___ DOCUMENT EXCERPT ___

It is difficult to say when I began work on this study. If one asks when I first began to study problems of collective action faced by individuals using common-pool resources, then identifying the beginning is easier. In the early 1960s, I took a graduate seminar with Vincent Ostrom, who was to become my closest colleague and husband. The seminar focused on the development of institutions related to water resources in southern California. I began my dissertation focusing on the entrepreneurship involved in developing a series of public enterprises to halt the process of saltwater intrusion into a groundwater basin underlying a portion of the Los Angeles metropolitan area. A fellow graduate student, Louis Weschler, conducted a parallel study in an adjacent groundwater basin that adopted different institutional arrangements to cope with similar problems. As Weschler and I completed our studies, it appeared that both institutional arrangements had been successful in enabling the water producers to avoid the catastrophic economic loss that would have occurred if both basins had been inundated by the Pacific Ocean (E. Ostrom 1965; Weschler 1968).

___ COLLECTED MATERIAL ___

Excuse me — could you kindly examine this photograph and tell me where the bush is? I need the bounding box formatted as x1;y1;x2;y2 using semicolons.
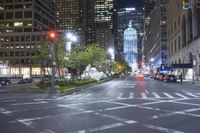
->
36;80;51;89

___

- [REQUIRED ACTIONS]
1. Translate into French this sentence from the passage on studying common-pool resources: "The seminar focused on the development of institutions related to water resources in southern California."
2. Pick up the passage on studying common-pool resources after its final sentence and carry it forward.

- [ANSWERS IN ORDER]
1. Le séminaire portait sur le développement des institutions liées aux ressources en eau dans le sud de la Californie.

2.
In the late 1960s, Vincent and I participated in the Great Lakes Research Program initiated by the Batelle Memorial Institute (V. Ostrom and E. Ostrom 1977b), but most of my work as a young faculty member focused on problems of urban service delivery and public economies in metropolitan areas. In 1981 I was asked by Paul Sabatier, a colleague for a year at the Center for Interdisciplinary Research at the University of Bielefeld, to make a seminar presentation on “organizational learning.” I used as my example of organizational learning the set of rules that groundwater producers had developed in the southern California groundwater basins. Paul then wanted to know why I was so confident that the systems I had studied 15 years earlier were still operating and performing well. At the time, I had no effective answer other than that the institutions had been so well crafted to fit local circumstances that I presumed they had survived and were faring well.

When I returned from Bielefeld, I suggested to one of my doctoral students, William Blomquist, that he answer Sabatier's question as his dissertation. Blomquist (1987b) found that the institutions that the water producers themselves had designed were still in place and operating effectively. The physical condition of the basins had improved substantially.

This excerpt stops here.